Task requirements —
(1) In the editorial on the Sabah deportations, repeat the passage starting with "Speaking of protesters" and going on through "for economic security.".
(2) Answer these questions from the editorial on the Sabah deportations:
(a) From which place was the deportation of undocumented Filipinos suspended?
(b) Where did the protesters burn the Malaysian flag and Mahathir's effigy?
(c) What did Syed Hamid allege Filipinos had displayed toward his country?

Excerpted passage —
--------------------------------------------------

Decency needed in migrants' plight
Decency needed in migrants' plight
Philippine Daily Inquirer, Asia News Network, Manila
Prime Minister Mahathir Mohammad may have suspended the
deportation of undocumented Filipinos from Sabah over the
weekend, but it is the undiplomatic remarks of his chief
diplomat, rather than his decisive action, that continues to roil
the waters between the Philippines and Malaysia.
Speaking of protesters who burned the Malaysian flag and
Mahathir's effigy outside the Malaysian Embassy in Manila,
Foreign Minister Syed Hamid Albar told reporters in Kuala Lumpur
last Friday: "They have acted in an uncivilized way."
Apparently, to Syed Hamid, the democratic practice of vigorous
street protest is yet another sign that the barbarians are at the
gate. His remarks reinforce the international perception that the
architects of Malaysia's admittedly impressive economic growth
have struck a bargain with the modern-day devil; they have traded
off political freedom for economic security.
Flag-burning may be, quite literally, incendiary, but the
wider the democratic space the less danger this act of protest
poses to the polity. A fire inside a house may be a real hazard;
outside, in the open air, it is nothing more than a temporary,
flickering symbol of outrage. If Syed Hamid thinks that the
burning of his country's flag and the torching of his prime
minister's effigy are inherently dangerous, that may well be
because, in democratic terms, he lives in a small house. (And
somewhere in the cellar of that house ex-Mahathir heir apparent
Anwar Ibrahim lies in chains.)
Unfortunately, Syed Hamid also waxed indignant over the
alleged ingratitude Filipinos have displayed toward his country.
"Have they forgotten this is the place that their countrymen
earn a living? Is this how they show their appreciation?"
Funny he should ask, because that was exactly what the street
protesters had in mind. Because Sabah is the place where the
deportees earned a living, and because any which way you cut it
those deportees contributed their share to Sabah's economic
growth, the Filipinos who worked there deserve all due
consideration.

--------------------------------------------------

Data shown —
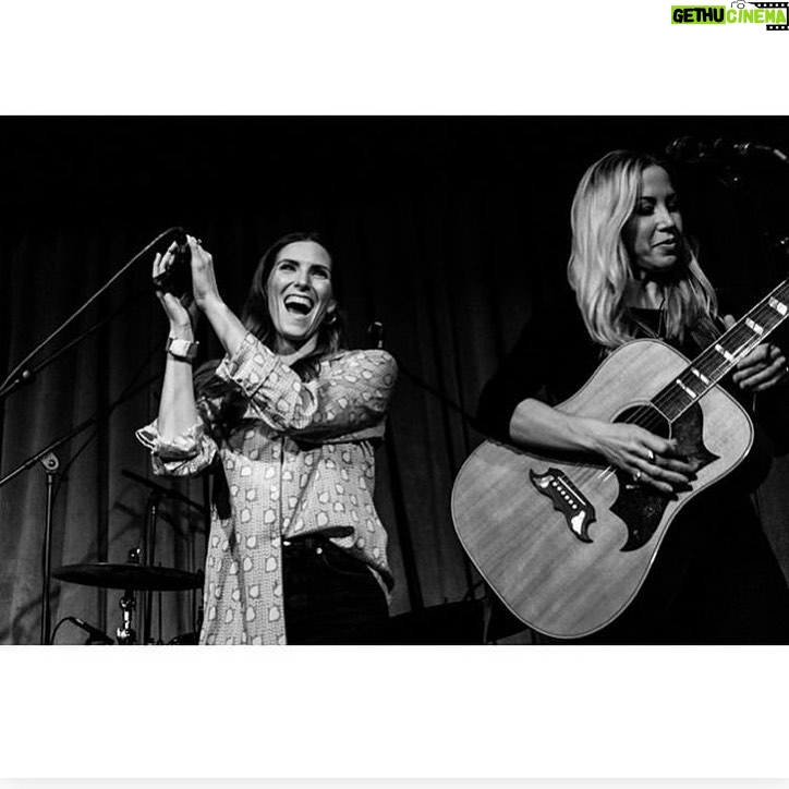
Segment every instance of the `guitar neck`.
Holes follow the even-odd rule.
[[[718,384],[789,316],[789,279],[756,304],[652,400],[672,422]]]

--------------------------------------------------

Solutions to the problems —
(1)
Speaking of protesters who burned the Malaysian flag and
Mahathir's effigy outside the Malaysian Embassy in Manila,
Foreign Minister Syed Hamid Albar told reporters in Kuala Lumpur
last Friday: "They have acted in an uncivilized way."
Apparently, to Syed Hamid, the democratic practice of vigorous
street protest is yet another sign that the barbarians are at the
gate. His remarks reinforce the international perception that the
architects of Malaysia's admittedly impressive economic growth
have struck a bargain with the modern-day devil; they have traded
off political freedom for economic security.

(2)
(a) Sabah
(b) Outside the Malaysian Embassy in Manila
(c) Ingratitude